Provided text:
Gail Carriger made a book tour stop in Houston, Texas for her new release, PRUDENCE : The Custard Protocol: Book One. In this latest novel, Alexia’s girl, now all grown up, with all the spunk of her mother and then some ventures to the exotic land of India. Her high priority, top secret mission involves tea, vampires and weremonkeys. 

At Murder By the Book, Gail shared with her fans that she did a lot of research for this novel as it is set in India. The mythology used in the book including that of the Rakshasas, India vampires, and the Vanara, India weremonkeys is accurate. In her research she also uncovered the interesting historical tidbit that Bombay was originally several islands the English engineered into one by means of land reclamation projects.

Ms.Carriger also discussed how she comes up with such interesting names for her characters. She uses names for humor. Sometimes the name just comes to her as she’s writing like it did for her main character, Prudence. She also looks names up in Victorian registries and on tomb stones. Sometimes she likes a word so much she just adds a letter or letters at the beginning or end to make a name.  Another way she choses names is what she calls cookies, meaning it’s a treat for anyone willing to do the research. She’ll pull a name from a real historical character or the name will have a hidden meaning or she’ll spell a word backwards for a name. One such cookie is Lord Akeldama. If you don’t know where and what Akeldama is, google it. It’s interesting. I have to say my favorite new character name in Prudence is Spoo, she’s a lively member of the Spotted Custard’s crew.

At the book signing, Ms. Carriger was asked how she explains Steampunk to people who aren’t familiar with it? She says, “Imagine living in a time period where you can take a hot air balloon to the moon.” Speaking of fiction genres, she also divulged that she likes military sci-fi including Rachel Bach’s Paradox series and Valor’s Choice by Tanya Huff. And she likes some romance in her sci-fi reads. Ms. Carriger even has a book club on Goodreads where you can read along with her. A book she likes is chosen each month.  Also on My Book The Movie blog you can see who she would chose to cast for Prudence if it were a movie.

Task:
Can you reproduce the report above on Gail Carriger's Houston book tour stop, word for word and in full?

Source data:
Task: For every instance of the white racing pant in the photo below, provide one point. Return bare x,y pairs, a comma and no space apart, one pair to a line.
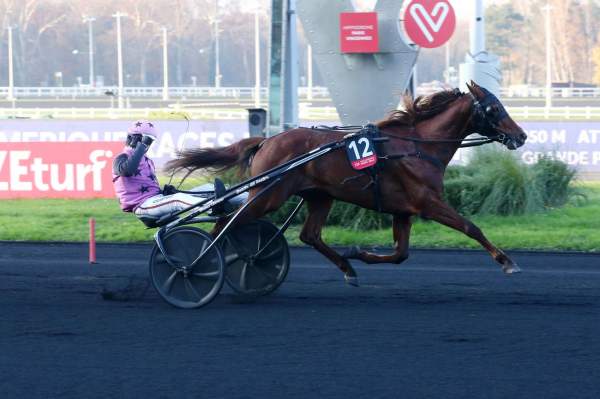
161,205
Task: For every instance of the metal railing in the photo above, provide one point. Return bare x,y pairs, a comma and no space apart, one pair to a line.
517,113
306,113
248,92
149,92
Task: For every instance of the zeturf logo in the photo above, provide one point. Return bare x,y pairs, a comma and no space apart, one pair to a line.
57,170
429,23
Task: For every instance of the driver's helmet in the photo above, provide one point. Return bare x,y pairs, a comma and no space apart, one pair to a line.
138,129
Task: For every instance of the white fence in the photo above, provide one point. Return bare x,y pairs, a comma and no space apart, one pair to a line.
306,113
248,92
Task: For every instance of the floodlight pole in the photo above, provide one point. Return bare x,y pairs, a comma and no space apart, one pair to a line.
309,73
217,50
165,67
11,82
256,60
118,16
547,9
89,20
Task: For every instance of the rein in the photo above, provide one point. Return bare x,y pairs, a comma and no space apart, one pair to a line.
474,142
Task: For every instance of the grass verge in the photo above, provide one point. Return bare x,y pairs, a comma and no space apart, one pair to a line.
568,228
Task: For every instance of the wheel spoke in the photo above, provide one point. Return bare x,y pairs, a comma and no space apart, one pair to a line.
243,276
207,275
271,254
160,258
189,288
268,276
229,259
168,284
204,245
236,244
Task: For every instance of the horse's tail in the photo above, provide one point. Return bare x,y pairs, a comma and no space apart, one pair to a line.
216,159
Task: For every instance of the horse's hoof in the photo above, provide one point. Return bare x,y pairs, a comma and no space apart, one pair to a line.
352,252
511,268
351,280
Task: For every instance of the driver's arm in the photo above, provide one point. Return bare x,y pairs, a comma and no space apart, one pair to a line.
127,166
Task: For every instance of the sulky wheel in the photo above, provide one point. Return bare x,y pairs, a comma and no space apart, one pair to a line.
247,273
181,285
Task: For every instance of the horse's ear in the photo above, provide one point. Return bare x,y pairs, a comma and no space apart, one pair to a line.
474,89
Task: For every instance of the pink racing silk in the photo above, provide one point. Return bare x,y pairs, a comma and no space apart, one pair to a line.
133,190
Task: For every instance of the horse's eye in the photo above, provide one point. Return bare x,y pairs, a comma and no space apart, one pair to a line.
491,110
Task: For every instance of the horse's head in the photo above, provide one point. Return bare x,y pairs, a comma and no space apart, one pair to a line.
491,119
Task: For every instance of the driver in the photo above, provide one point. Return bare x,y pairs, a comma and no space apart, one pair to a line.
134,178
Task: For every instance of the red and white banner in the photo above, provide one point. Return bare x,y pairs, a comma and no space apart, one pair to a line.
359,32
57,170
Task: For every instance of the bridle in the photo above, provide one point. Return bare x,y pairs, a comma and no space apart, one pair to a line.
487,114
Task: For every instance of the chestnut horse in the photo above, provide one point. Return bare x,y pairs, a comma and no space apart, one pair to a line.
423,138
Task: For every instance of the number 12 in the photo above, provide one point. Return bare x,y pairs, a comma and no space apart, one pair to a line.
366,151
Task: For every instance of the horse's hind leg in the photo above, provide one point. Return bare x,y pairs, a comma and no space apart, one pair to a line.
318,209
443,213
401,230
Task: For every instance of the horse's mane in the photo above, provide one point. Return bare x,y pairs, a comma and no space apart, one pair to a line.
422,108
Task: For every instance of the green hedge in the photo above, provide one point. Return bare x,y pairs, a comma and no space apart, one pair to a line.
494,182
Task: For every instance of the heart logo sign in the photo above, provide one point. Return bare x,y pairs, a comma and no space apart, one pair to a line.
429,23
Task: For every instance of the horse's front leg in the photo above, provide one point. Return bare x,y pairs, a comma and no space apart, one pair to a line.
401,230
439,211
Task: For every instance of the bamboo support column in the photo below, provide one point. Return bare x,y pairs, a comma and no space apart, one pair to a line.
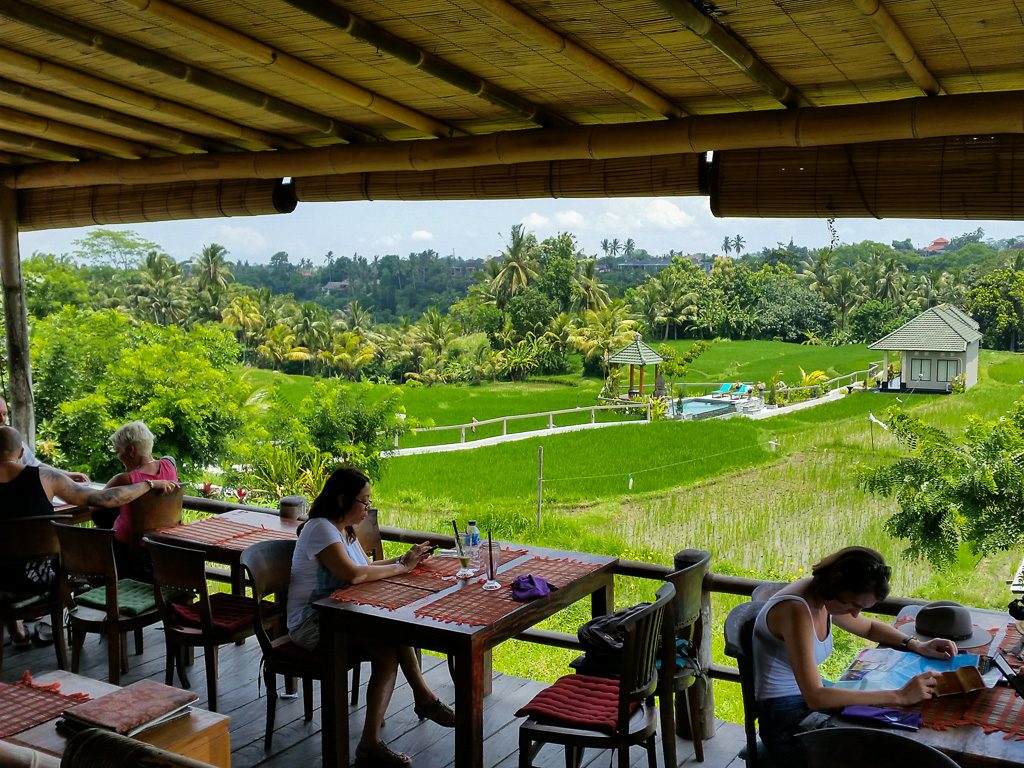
15,314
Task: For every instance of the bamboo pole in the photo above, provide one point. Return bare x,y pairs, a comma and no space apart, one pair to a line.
22,122
16,317
278,60
168,137
415,56
722,40
592,64
147,58
893,35
1000,113
15,64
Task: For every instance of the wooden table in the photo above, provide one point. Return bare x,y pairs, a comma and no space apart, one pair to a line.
467,646
201,734
227,552
969,744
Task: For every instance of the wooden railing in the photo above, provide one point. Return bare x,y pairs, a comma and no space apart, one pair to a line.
504,420
714,583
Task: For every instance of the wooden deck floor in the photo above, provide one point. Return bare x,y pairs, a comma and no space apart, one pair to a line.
298,743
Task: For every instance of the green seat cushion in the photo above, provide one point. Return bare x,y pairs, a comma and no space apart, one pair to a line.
133,597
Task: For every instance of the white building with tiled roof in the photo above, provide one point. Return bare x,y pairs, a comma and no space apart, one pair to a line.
935,346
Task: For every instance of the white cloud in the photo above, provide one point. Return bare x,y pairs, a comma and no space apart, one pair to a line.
536,221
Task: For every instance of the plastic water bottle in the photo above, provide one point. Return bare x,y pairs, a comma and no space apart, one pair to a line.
474,543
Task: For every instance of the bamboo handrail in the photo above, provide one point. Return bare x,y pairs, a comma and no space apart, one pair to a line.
302,72
735,50
591,62
147,58
383,40
999,113
893,35
247,138
160,134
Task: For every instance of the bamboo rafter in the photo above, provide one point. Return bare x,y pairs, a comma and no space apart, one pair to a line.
735,50
900,45
285,64
144,57
15,64
912,118
178,141
593,64
433,66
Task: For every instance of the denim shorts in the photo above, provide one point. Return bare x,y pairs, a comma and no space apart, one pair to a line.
779,723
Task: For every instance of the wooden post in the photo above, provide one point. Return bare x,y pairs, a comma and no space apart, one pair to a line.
540,481
16,316
706,691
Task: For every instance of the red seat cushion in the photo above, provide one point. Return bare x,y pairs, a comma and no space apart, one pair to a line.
229,612
578,701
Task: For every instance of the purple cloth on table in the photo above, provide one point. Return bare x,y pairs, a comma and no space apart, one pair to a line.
908,721
527,586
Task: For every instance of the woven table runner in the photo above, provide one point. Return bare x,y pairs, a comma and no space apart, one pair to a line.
380,594
991,710
26,705
227,534
476,606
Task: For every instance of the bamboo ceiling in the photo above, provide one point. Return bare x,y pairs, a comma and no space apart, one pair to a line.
100,93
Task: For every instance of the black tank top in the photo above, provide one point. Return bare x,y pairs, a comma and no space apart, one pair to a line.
25,497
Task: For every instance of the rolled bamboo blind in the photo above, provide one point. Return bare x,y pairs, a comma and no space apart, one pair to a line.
958,177
663,175
53,208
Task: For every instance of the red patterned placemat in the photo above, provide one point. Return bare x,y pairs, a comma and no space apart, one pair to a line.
380,594
26,705
991,710
559,571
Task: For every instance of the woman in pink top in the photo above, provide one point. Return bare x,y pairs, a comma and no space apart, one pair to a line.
133,444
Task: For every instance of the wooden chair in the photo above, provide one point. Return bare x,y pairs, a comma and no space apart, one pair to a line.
94,748
147,513
194,617
738,644
123,605
682,623
267,567
855,748
28,543
604,714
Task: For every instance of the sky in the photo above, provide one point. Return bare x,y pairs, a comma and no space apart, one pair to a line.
480,228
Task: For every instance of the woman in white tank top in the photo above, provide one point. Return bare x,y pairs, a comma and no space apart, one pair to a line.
793,635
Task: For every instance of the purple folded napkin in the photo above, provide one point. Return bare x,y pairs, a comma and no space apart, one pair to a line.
527,586
908,721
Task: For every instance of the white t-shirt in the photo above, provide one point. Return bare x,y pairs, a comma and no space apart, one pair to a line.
310,580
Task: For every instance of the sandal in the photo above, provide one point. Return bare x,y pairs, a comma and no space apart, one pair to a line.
436,712
380,756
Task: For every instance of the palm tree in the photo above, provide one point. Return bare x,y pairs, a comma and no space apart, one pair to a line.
213,270
518,265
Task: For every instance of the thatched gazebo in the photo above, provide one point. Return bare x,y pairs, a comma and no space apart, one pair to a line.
126,111
633,354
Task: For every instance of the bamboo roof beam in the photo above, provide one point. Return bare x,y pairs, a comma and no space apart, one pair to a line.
722,40
23,122
977,114
893,36
38,148
150,59
177,141
593,64
18,65
415,56
288,65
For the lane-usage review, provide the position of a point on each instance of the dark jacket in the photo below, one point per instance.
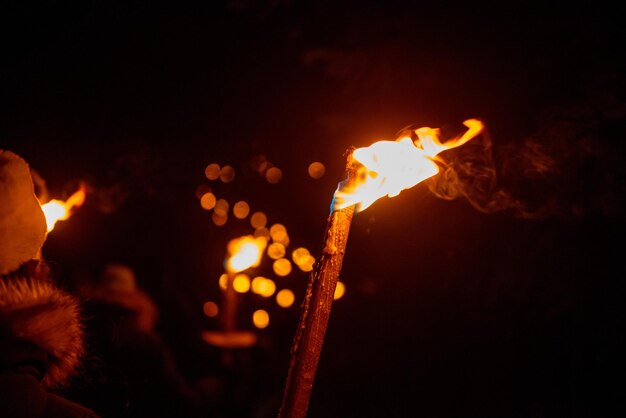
(41, 345)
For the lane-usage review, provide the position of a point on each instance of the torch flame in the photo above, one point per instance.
(245, 252)
(58, 210)
(388, 167)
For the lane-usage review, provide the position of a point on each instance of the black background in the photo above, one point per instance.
(449, 312)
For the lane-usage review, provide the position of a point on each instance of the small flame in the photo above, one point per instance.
(388, 167)
(245, 252)
(58, 210)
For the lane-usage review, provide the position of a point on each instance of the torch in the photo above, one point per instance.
(385, 168)
(59, 210)
(242, 253)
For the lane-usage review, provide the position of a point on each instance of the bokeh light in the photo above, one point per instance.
(282, 267)
(299, 255)
(207, 201)
(263, 286)
(306, 265)
(210, 309)
(212, 171)
(241, 283)
(278, 232)
(258, 220)
(219, 220)
(223, 281)
(276, 250)
(221, 207)
(285, 298)
(316, 170)
(274, 175)
(241, 209)
(202, 189)
(261, 319)
(227, 174)
(340, 290)
(262, 232)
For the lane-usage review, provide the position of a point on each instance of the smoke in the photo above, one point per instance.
(571, 167)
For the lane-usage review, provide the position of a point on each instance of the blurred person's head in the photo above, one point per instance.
(41, 334)
(117, 286)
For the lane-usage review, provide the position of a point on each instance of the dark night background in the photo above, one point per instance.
(449, 312)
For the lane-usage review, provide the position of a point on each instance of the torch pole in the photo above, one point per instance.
(307, 343)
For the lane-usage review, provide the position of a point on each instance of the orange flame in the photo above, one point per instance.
(245, 252)
(388, 167)
(58, 210)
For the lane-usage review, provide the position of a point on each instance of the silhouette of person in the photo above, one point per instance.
(41, 331)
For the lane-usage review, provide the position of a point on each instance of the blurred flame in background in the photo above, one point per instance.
(245, 252)
(58, 210)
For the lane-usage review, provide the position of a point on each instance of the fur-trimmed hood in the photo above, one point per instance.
(33, 309)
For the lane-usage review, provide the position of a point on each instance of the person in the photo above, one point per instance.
(131, 372)
(41, 329)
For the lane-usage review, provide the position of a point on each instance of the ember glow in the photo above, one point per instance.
(388, 167)
(245, 252)
(58, 210)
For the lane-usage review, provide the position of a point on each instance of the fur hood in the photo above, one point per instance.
(33, 309)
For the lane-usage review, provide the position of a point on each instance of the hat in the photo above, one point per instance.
(22, 222)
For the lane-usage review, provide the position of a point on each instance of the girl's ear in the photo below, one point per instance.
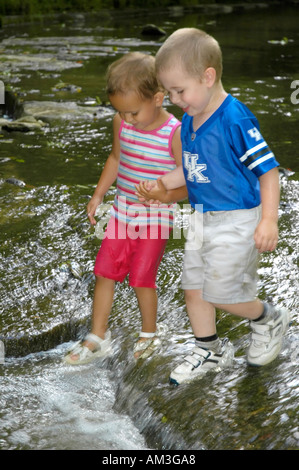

The output:
Gail Carriger made a book tour stop in Houston, Texas for her new release, PRUDENCE : The Custard Protocol: Book One. In this latest novel, Alexia’s girl, now all grown up, with all the spunk of her mother and then some ventures to the exotic land of India. Her high priority, top secret mission involves tea, vampires and weremonkeys. 

At Murder By the Book, Gail shared with her fans that she did a lot of research for this novel as it is set in India. The mythology used in the book including that of the Rakshasas, India vampires, and the Vanara, India weremonkeys is accurate. In her research she also uncovered the interesting historical tidbit that Bombay was originally several islands the English engineered into one by means of land reclamation projects.

Ms.Carriger also discussed how she comes up with such interesting names for her characters. She uses names for humor. Sometimes the name just comes to her as she’s writing like it did for her main character, Prudence. She also looks names up in Victorian registries and on tomb stones. Sometimes she likes a word so much she just adds a letter or letters at the beginning or end to make a name.  Another way she choses names is what she calls cookies, meaning it’s a treat for anyone willing to do the research. She’ll pull a name from a real historical character or the name will have a hidden meaning or she’ll spell a word backwards for a name. One such cookie is Lord Akeldama. If you don’t know where and what Akeldama is, google it. It’s interesting. I have to say my favorite new character name in Prudence is Spoo, she’s a lively member of the Spotted Custard’s crew.

At the book signing, Ms. Carriger was asked how she explains Steampunk to people who aren’t familiar with it? She says, “Imagine living in a time period where you can take a hot air balloon to the moon.” Speaking of fiction genres, she also divulged that she likes military sci-fi including Rachel Bach’s Paradox series and Valor’s Choice by Tanya Huff. And she likes some romance in her sci-fi reads. Ms. Carriger even has a book club on Goodreads where you can read along with her. A book she likes is chosen each month.  Also on My Book The Movie blog you can see who she would chose to cast for Prudence if it were a movie.